Exercise goal ::
Each entry needs to be reproduced verbatim.

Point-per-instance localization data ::
==================================================
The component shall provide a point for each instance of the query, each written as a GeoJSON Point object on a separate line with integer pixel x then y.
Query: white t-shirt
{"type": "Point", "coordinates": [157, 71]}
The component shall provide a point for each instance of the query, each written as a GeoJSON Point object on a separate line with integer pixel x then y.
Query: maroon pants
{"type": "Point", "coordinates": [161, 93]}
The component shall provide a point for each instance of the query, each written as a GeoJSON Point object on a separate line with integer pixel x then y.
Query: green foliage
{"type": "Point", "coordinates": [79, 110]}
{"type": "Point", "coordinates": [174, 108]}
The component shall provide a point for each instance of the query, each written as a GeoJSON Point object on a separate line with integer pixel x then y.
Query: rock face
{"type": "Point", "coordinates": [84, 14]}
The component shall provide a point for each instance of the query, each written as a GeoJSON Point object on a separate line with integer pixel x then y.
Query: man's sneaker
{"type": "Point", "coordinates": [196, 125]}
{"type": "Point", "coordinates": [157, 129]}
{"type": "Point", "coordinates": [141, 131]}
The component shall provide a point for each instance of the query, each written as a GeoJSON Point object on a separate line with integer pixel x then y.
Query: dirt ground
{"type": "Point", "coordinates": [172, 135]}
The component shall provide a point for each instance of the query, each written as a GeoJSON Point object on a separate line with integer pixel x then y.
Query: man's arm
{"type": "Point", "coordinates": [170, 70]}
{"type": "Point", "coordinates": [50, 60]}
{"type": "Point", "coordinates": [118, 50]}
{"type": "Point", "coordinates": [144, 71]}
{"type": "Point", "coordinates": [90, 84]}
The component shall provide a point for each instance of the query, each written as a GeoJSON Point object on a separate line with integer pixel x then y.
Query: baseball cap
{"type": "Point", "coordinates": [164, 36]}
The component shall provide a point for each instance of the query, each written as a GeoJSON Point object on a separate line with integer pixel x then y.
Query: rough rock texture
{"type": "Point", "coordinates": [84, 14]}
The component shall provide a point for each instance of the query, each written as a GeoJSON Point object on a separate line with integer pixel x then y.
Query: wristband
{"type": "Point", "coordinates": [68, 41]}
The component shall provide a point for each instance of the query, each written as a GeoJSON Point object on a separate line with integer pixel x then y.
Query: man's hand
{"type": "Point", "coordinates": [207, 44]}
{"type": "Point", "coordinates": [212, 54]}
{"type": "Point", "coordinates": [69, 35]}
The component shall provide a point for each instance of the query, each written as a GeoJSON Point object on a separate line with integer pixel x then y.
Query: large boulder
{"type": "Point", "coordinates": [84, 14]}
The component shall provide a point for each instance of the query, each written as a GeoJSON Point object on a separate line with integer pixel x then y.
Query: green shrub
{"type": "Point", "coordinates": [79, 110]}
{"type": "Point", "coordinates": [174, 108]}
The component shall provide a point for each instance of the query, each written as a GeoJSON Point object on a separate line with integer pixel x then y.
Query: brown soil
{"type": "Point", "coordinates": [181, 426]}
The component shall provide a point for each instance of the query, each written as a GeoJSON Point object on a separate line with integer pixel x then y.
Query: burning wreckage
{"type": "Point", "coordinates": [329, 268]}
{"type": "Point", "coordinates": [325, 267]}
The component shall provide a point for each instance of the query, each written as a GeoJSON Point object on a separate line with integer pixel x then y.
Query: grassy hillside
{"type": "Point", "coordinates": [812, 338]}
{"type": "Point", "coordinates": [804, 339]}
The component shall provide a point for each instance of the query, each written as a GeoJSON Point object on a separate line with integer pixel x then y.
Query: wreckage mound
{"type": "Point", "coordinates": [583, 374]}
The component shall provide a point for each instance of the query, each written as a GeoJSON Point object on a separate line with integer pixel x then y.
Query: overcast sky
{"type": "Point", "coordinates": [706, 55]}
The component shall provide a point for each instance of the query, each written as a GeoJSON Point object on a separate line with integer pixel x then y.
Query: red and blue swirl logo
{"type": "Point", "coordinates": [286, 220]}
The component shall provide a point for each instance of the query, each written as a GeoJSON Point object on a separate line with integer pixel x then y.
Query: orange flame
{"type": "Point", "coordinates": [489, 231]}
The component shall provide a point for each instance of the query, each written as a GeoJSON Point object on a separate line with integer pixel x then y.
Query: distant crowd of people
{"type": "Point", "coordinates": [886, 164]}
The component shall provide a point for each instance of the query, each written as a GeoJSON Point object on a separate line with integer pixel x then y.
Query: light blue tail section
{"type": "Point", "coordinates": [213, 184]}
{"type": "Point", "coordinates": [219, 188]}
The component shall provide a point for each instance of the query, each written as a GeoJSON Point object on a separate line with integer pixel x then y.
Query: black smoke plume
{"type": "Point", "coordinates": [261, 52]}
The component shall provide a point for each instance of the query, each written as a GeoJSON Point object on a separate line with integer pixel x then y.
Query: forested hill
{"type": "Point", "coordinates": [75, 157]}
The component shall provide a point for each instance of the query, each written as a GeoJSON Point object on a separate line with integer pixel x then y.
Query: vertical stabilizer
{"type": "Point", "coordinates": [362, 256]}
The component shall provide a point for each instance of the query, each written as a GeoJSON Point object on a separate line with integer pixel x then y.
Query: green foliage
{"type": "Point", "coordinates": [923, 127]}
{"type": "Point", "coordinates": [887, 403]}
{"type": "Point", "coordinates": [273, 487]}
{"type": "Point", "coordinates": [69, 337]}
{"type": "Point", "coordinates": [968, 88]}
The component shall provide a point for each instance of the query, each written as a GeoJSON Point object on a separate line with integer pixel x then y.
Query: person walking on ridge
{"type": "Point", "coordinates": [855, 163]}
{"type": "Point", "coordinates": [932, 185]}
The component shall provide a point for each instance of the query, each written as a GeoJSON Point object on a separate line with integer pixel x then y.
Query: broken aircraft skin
==================================================
Completed task ::
The component shall provide a point for each instance of the query, each written as a GeoJSON Point object on a separate line with integer pixel x then y.
Query: white t-shirt
{"type": "Point", "coordinates": [157, 71]}
The component shall provide a point for each instance of the query, each written as a GeoJSON Point object on a separate line with integer pixel x then y.
Query: maroon pants
{"type": "Point", "coordinates": [161, 93]}
The component shall provide a point for each instance of the query, each written as a GeoJSON Point object on a separate line with integer pixel x then y.
Query: green foliage
{"type": "Point", "coordinates": [79, 110]}
{"type": "Point", "coordinates": [174, 108]}
The component shall provide a point for each instance of the query, each written as a GeoJSON Point object on a separate line with integer pixel x then y.
Query: rock face
{"type": "Point", "coordinates": [84, 14]}
The component shall provide a point for each instance of the query, each written as a GeoJSON Point object on a separate line with integer pixel x then y.
Query: man's sneaker
{"type": "Point", "coordinates": [196, 125]}
{"type": "Point", "coordinates": [157, 129]}
{"type": "Point", "coordinates": [141, 131]}
The component shall provide a point for each instance of the query, each written as a GeoJSON Point object on a separate line with integer pixel x then y.
Query: dirt ground
{"type": "Point", "coordinates": [172, 135]}
The component shall provide a point for each instance of the query, each written as a GeoJSON Point object on a separate line with integer pixel x then y.
Query: man's arm
{"type": "Point", "coordinates": [170, 70]}
{"type": "Point", "coordinates": [50, 60]}
{"type": "Point", "coordinates": [118, 50]}
{"type": "Point", "coordinates": [144, 71]}
{"type": "Point", "coordinates": [90, 84]}
The component shall provide a point for each instance of the query, each written as a GeoJSON Point object on a separate line with integer pixel x then y.
Query: baseball cap
{"type": "Point", "coordinates": [164, 36]}
The component shall provide a point for each instance of the query, each written as a GeoJSON Point object on a separate line with integer pixel x then y.
Query: rough rock texture
{"type": "Point", "coordinates": [84, 14]}
The component shall provide a point for each instance of the query, each written as a GeoJSON Point object on a separate line with integer pixel x then y.
Query: wristband
{"type": "Point", "coordinates": [68, 41]}
The component shall provide a point for each instance of the query, each written as a GeoJSON Point object on a separate line with integer pixel x then y.
Query: man's hand
{"type": "Point", "coordinates": [207, 44]}
{"type": "Point", "coordinates": [212, 54]}
{"type": "Point", "coordinates": [69, 35]}
The component shall provide a point for each instance of the query, each written as a GeoJSON Point object on a separate line with integer pixel x then y.
Query: large boulder
{"type": "Point", "coordinates": [84, 14]}
The component shall provide a point for each instance of the query, each written as a GeoJSON Point object on a separate line with integer pixel x then y.
Query: green shrub
{"type": "Point", "coordinates": [79, 110]}
{"type": "Point", "coordinates": [174, 108]}
The component shall provide a point for each instance of the query, each written as a GeoJSON Point object on a separate line with integer pixel x then y.
Query: brown soil
{"type": "Point", "coordinates": [181, 426]}
The component shall provide a point for each instance of the query, each written as a GeoJSON Point object on a separate line with integer pixel x then y.
Query: burning wreckage
{"type": "Point", "coordinates": [329, 268]}
{"type": "Point", "coordinates": [325, 267]}
The component shall provide a point for each instance of the query, each written as a GeoJSON Point object on a separate line with integer pixel x then y.
Query: grassy hillside
{"type": "Point", "coordinates": [812, 338]}
{"type": "Point", "coordinates": [804, 339]}
The component shall provide a point for each instance of the query, each written as a GeoJSON Point object on a separate line with integer pixel x then y.
Query: wreckage mound
{"type": "Point", "coordinates": [583, 374]}
The component shall provide a point for each instance of the query, each written as a GeoJSON Point object on a separate line with integer pixel x then y.
Query: overcast sky
{"type": "Point", "coordinates": [706, 55]}
The component shall provide a point for each instance of the query, each written as a GeoJSON Point object on a separate line with integer pixel x then y.
Query: red and blue swirl logo
{"type": "Point", "coordinates": [286, 220]}
The component shall provide a point for each instance of the query, each written as a GeoJSON Point object on a separate line with integer pixel x then y.
Query: orange flame
{"type": "Point", "coordinates": [489, 231]}
The component shall provide a point for each instance of the query, each written as a GeoJSON Point object on a separate line with integer pixel x then y.
Query: distant crowd of people
{"type": "Point", "coordinates": [886, 164]}
The component shall provide a point for each instance of the query, each written as a GeoJSON Point object on a separate line with integer pixel x then y.
Query: light blue tail section
{"type": "Point", "coordinates": [213, 184]}
{"type": "Point", "coordinates": [219, 188]}
The component shall provide a point for each instance of the query, each written as a GeoJSON Point object on a separate line with integer pixel x then y.
Query: black smoke plume
{"type": "Point", "coordinates": [261, 52]}
The component shall provide a point for each instance of the query, each written as a GeoJSON Point object on a separate line with integer pixel x then y.
Query: forested hill
{"type": "Point", "coordinates": [75, 157]}
The component shall provide a point for each instance of the query, each written as a GeoJSON Point object on a separate line with integer pixel x then y.
Query: vertical stabilizer
{"type": "Point", "coordinates": [362, 256]}
The component shall provide a point for each instance of the query, each written as a GeoJSON Point object on a separate line with integer pixel x then y.
Query: green foliage
{"type": "Point", "coordinates": [923, 127]}
{"type": "Point", "coordinates": [887, 403]}
{"type": "Point", "coordinates": [273, 487]}
{"type": "Point", "coordinates": [69, 337]}
{"type": "Point", "coordinates": [968, 88]}
The component shall provide a point for each instance of the query, each written as a GeoJSON Point object on a separate line with integer pixel x then y.
Query: person walking on ridge
{"type": "Point", "coordinates": [855, 163]}
{"type": "Point", "coordinates": [932, 185]}
The component shall provide a point for each instance of the query, each written as a GeoJSON Point object on a separate line with integer pixel x then y.
Query: broken aircraft skin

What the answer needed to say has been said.